-- Available records follows --

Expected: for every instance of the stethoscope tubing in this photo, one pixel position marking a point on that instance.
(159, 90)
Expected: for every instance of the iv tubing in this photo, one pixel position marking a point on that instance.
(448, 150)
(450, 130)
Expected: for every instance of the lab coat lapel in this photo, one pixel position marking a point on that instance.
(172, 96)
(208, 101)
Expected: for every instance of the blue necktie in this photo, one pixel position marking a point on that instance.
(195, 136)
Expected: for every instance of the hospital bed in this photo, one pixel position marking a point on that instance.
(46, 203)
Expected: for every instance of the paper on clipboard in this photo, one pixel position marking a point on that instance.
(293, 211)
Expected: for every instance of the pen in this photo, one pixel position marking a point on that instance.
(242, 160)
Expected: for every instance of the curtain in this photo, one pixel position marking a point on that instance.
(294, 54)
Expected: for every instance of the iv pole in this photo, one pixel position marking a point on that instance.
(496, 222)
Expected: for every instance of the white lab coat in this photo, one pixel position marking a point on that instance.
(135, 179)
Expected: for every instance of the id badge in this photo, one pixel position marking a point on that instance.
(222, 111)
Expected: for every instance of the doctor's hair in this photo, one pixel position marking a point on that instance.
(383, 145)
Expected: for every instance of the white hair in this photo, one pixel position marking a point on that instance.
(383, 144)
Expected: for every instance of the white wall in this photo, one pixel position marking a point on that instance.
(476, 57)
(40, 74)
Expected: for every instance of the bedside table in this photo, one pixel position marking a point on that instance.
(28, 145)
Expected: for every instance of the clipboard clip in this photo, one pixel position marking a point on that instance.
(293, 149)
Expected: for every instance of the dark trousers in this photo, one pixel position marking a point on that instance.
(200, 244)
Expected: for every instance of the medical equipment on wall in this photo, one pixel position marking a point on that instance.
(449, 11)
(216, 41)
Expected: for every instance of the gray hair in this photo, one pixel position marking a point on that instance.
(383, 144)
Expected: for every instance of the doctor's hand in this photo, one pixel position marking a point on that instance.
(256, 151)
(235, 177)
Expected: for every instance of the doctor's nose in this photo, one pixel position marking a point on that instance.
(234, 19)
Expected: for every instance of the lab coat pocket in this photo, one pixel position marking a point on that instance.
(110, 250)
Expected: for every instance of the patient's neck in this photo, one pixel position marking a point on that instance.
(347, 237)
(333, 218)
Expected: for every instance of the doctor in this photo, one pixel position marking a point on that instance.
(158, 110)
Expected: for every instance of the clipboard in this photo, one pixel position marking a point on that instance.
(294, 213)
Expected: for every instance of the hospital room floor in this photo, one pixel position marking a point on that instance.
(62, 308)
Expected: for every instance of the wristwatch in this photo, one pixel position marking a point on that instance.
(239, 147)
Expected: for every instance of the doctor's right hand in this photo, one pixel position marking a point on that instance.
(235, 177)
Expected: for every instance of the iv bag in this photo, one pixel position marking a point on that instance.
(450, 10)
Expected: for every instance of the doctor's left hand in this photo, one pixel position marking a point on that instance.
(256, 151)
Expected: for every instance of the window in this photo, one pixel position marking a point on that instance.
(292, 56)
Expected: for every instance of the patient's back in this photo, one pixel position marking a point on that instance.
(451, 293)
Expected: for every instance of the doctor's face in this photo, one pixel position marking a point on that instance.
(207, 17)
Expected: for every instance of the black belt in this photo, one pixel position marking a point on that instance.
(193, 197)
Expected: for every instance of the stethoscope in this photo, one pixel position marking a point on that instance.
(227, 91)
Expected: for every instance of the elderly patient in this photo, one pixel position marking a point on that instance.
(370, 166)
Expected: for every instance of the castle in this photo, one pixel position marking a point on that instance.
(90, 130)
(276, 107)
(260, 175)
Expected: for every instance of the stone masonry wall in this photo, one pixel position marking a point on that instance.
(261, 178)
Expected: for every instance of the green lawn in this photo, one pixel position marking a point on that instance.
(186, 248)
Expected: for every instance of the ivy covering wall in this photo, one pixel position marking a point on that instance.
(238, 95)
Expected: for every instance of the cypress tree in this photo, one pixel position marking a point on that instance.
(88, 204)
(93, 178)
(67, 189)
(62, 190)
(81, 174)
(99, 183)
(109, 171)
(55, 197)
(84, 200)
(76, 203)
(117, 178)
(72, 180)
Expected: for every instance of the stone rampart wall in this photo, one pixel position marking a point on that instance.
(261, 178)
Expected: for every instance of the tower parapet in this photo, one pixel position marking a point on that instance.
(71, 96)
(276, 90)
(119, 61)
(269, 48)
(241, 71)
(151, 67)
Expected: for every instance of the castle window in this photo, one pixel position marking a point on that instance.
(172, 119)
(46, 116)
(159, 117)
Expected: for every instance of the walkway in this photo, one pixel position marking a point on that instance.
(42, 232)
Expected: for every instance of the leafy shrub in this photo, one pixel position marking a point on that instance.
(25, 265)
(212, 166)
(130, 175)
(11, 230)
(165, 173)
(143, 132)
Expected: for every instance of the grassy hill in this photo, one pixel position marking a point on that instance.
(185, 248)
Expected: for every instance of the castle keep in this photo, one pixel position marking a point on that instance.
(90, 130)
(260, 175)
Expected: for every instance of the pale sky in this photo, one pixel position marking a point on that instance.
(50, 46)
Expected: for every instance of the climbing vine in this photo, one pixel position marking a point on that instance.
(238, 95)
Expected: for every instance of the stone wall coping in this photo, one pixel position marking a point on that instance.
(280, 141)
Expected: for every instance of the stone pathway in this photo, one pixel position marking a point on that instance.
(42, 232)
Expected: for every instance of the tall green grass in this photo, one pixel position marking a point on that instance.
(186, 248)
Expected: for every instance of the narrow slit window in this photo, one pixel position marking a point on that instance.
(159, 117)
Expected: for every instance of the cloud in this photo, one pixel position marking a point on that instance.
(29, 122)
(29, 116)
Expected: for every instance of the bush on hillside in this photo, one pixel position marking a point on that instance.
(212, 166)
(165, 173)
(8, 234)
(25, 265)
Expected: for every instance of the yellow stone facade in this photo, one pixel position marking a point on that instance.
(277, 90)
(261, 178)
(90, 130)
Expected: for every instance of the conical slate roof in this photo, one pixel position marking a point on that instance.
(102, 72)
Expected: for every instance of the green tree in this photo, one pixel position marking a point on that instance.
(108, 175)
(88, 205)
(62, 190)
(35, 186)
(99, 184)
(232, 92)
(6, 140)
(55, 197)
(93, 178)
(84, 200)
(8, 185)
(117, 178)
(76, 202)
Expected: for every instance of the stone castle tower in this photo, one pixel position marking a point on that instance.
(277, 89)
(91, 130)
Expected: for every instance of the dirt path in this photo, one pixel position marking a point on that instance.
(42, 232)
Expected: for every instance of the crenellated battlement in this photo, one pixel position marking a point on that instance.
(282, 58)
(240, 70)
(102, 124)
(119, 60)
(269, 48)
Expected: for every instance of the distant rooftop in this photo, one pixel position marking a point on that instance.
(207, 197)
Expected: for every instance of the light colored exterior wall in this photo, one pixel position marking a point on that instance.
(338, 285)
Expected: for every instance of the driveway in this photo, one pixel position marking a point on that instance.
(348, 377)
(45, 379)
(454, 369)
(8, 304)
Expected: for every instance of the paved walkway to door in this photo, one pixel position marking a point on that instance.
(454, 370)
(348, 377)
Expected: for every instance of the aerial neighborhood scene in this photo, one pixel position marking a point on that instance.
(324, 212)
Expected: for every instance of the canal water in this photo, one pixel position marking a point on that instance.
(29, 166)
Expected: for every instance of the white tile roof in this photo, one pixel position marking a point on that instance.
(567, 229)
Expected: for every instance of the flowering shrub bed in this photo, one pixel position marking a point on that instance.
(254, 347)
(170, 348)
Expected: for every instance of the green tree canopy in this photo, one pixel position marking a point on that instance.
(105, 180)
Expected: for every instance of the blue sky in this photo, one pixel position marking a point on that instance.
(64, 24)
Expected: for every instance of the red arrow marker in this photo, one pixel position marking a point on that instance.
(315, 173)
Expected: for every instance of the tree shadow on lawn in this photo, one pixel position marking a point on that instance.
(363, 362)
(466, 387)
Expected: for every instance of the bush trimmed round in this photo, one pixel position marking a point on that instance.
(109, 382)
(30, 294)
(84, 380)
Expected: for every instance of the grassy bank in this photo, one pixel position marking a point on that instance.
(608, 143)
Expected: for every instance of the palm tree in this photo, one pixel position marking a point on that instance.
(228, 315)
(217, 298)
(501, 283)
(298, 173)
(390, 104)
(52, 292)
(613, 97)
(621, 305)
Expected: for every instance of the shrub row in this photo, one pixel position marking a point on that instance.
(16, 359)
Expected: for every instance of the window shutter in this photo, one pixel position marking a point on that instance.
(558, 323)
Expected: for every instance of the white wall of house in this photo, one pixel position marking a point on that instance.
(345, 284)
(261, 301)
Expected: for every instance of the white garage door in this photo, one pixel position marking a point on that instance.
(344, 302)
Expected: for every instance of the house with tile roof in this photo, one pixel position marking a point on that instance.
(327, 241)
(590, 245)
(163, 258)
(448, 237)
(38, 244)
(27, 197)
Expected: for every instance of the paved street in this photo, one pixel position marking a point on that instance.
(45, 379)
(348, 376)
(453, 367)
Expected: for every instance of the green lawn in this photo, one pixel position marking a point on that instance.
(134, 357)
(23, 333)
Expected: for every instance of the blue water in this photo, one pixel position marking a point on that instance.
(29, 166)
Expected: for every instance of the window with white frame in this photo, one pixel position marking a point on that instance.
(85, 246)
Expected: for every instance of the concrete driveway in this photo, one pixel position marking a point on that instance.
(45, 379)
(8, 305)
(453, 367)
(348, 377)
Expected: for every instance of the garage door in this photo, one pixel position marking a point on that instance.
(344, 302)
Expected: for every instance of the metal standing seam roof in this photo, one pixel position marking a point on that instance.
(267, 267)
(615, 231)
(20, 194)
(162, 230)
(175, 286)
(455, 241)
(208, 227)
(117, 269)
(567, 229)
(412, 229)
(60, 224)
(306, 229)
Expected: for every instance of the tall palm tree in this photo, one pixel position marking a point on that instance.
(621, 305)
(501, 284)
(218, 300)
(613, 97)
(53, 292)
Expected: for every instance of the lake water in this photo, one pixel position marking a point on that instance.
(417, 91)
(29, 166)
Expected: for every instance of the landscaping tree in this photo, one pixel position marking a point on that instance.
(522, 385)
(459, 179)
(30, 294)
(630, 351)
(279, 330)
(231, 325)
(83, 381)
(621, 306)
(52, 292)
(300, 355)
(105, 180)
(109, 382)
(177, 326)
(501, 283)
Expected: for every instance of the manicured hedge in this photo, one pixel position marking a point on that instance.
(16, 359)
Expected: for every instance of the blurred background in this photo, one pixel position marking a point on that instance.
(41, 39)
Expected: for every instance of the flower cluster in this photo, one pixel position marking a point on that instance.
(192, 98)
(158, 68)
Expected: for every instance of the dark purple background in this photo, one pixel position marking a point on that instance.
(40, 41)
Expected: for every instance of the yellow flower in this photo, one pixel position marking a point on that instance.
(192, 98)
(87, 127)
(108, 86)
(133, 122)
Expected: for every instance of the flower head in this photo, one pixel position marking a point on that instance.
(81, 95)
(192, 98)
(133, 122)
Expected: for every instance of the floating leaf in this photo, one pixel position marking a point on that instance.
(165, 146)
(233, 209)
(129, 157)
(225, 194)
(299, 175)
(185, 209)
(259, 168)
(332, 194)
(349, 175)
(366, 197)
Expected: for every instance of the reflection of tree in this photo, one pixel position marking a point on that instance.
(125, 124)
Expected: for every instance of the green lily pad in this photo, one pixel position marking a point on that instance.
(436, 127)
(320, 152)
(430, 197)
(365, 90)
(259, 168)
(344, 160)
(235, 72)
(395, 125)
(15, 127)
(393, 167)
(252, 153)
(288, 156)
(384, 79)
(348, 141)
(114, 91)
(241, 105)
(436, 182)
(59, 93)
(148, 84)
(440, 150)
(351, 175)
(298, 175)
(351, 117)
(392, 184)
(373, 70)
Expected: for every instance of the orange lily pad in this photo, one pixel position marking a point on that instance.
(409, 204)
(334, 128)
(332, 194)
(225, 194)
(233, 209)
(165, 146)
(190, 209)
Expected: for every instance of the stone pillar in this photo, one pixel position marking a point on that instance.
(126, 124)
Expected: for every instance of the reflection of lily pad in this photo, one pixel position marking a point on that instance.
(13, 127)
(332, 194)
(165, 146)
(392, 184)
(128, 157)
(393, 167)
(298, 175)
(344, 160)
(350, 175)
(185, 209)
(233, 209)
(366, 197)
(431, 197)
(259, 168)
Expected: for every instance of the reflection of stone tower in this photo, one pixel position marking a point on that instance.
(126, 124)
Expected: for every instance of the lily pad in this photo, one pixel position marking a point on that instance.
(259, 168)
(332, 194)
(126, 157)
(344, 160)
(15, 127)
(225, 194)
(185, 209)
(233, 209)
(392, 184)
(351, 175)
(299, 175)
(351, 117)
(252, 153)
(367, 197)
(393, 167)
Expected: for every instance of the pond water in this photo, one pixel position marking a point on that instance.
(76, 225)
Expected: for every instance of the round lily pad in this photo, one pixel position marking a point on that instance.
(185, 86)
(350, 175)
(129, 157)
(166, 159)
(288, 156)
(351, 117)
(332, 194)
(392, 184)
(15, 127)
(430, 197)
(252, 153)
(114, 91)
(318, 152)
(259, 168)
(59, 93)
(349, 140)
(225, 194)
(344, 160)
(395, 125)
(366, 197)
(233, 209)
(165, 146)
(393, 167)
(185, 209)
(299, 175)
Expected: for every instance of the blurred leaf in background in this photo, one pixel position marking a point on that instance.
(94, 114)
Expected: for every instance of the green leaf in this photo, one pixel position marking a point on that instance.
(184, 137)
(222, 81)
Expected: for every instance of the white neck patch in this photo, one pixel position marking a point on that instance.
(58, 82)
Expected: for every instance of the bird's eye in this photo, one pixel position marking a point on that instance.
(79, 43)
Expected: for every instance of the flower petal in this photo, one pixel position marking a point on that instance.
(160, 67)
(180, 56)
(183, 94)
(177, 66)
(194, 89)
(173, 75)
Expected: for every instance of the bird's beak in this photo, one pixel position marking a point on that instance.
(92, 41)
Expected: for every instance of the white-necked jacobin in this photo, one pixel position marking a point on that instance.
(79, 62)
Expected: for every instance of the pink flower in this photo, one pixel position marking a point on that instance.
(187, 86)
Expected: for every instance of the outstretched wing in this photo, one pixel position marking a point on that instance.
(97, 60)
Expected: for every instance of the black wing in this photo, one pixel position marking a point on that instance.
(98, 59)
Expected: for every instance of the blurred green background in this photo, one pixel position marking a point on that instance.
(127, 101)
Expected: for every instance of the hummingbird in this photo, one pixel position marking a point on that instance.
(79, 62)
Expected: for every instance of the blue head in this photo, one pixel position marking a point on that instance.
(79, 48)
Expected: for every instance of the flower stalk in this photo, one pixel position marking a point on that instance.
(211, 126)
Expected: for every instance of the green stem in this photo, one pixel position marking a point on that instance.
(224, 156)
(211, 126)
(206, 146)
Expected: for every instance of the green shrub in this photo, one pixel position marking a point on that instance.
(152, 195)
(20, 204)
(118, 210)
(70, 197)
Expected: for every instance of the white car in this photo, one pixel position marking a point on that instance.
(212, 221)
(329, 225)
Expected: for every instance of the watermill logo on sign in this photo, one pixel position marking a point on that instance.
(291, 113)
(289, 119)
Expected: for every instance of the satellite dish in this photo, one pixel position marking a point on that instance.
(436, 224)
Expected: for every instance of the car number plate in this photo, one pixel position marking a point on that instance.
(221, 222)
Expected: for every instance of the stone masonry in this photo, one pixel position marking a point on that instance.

-- Available records concluded --

Return, word for word, the line containing "Expected: for every instance of the bird's beak" and all lines after it through the last line of the records, and nothing else.

Expected: for every instance of the bird's beak in this photo, one pixel position marking a point on that instance.
(92, 41)
Expected: for every instance of the white-necked jacobin in this photo, one pixel position marking a point on that instance.
(79, 62)
Expected: for every instance of the pink flower in this photo, one pixel position marking a point on that instance.
(187, 86)
Expected: for every instance of the outstretched wing in this photo, one pixel position marking a point on that instance.
(97, 60)
Expected: for every instance of the black wing in this photo, one pixel position marking a point on that instance.
(98, 59)
Expected: for every instance of the blurred green background in this photo, one pixel position marking a point on that instance.
(127, 101)
Expected: for every instance of the hummingbird in this photo, one pixel position marking a point on that instance.
(79, 62)
Expected: for every instance of the blue head in this photo, one pixel position marking a point on that instance.
(79, 48)
Expected: for every instance of the flower stalk in this photo, one pixel position marking a point on that instance.
(211, 126)
Expected: for every instance of the green stem in this photo, one pixel position marking a point on that instance.
(224, 156)
(211, 126)
(206, 146)
Expected: for every instance of the green shrub in this photo, one pixel position marking a point on that instance.
(152, 195)
(20, 204)
(118, 210)
(70, 197)
Expected: for every instance of the white car in this photo, one pixel position marking a point on that instance.
(212, 221)
(329, 225)
Expected: for every instance of the watermill logo on sign in this photo, one pixel position marking a point on that instance.
(291, 113)
(289, 119)
Expected: for every instance of the satellite dish in this photo, one pixel position marking a point on that instance.
(436, 224)
Expected: for every instance of the car number plate in this photo, one pixel position marking a point on that instance.
(221, 222)
Expected: for every instance of the stone masonry in this photo, one pixel position marking a point on that instance.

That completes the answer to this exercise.